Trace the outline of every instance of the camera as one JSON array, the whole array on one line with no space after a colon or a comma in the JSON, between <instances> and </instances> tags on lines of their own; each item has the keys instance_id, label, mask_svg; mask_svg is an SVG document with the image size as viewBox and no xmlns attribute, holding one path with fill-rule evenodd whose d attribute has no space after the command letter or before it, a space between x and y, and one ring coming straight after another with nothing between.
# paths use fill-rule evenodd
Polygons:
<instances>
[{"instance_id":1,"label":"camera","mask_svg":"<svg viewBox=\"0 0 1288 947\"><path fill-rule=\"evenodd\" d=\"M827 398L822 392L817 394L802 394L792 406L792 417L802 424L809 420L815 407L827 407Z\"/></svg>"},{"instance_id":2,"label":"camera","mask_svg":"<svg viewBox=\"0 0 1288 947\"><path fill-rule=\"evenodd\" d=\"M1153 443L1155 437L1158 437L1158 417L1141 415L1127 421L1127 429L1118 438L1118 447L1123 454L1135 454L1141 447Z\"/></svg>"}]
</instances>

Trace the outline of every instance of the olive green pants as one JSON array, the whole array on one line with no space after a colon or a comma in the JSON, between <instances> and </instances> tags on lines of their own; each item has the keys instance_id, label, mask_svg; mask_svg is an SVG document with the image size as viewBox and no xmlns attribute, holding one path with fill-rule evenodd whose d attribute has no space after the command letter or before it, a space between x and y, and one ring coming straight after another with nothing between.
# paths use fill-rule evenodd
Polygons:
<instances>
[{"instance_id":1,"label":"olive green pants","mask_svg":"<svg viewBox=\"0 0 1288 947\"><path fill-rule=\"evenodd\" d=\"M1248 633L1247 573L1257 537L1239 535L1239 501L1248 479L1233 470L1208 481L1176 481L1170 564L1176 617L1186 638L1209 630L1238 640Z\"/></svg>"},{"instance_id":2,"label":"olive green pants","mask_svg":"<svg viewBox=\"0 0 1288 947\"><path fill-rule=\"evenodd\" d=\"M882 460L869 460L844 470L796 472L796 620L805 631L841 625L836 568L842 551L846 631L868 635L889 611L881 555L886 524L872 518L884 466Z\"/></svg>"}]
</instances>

▸ **OBJECTIVE**:
Copy the entries above without any change, from the line containing "Trace the outline of every instance of the olive" through the last line of the entries.

▸ **CORRECT OUTPUT**:
Trace the outline of every instance of the olive green pants as one JSON array, the whole array on one line with no space after a colon or a comma in the JSON, between <instances> and </instances> tags on lines of their own; each item has the keys instance_id, label, mask_svg; mask_svg is an SVG document with the image size as viewBox and no xmlns attribute, holding one path with fill-rule evenodd whose d attribute has no space after the command letter or before it, a space between x and y, and one ring coming straight after another with nothing between.
# paths use fill-rule evenodd
Polygons:
<instances>
[{"instance_id":1,"label":"olive green pants","mask_svg":"<svg viewBox=\"0 0 1288 947\"><path fill-rule=\"evenodd\" d=\"M1248 633L1247 573L1257 537L1239 535L1239 501L1248 479L1233 470L1208 481L1176 481L1170 564L1176 617L1186 638L1209 630L1238 640Z\"/></svg>"},{"instance_id":2,"label":"olive green pants","mask_svg":"<svg viewBox=\"0 0 1288 947\"><path fill-rule=\"evenodd\" d=\"M882 460L869 460L844 470L796 472L796 620L805 631L841 625L836 568L842 551L846 631L868 635L889 611L881 555L886 524L872 518L884 466Z\"/></svg>"}]
</instances>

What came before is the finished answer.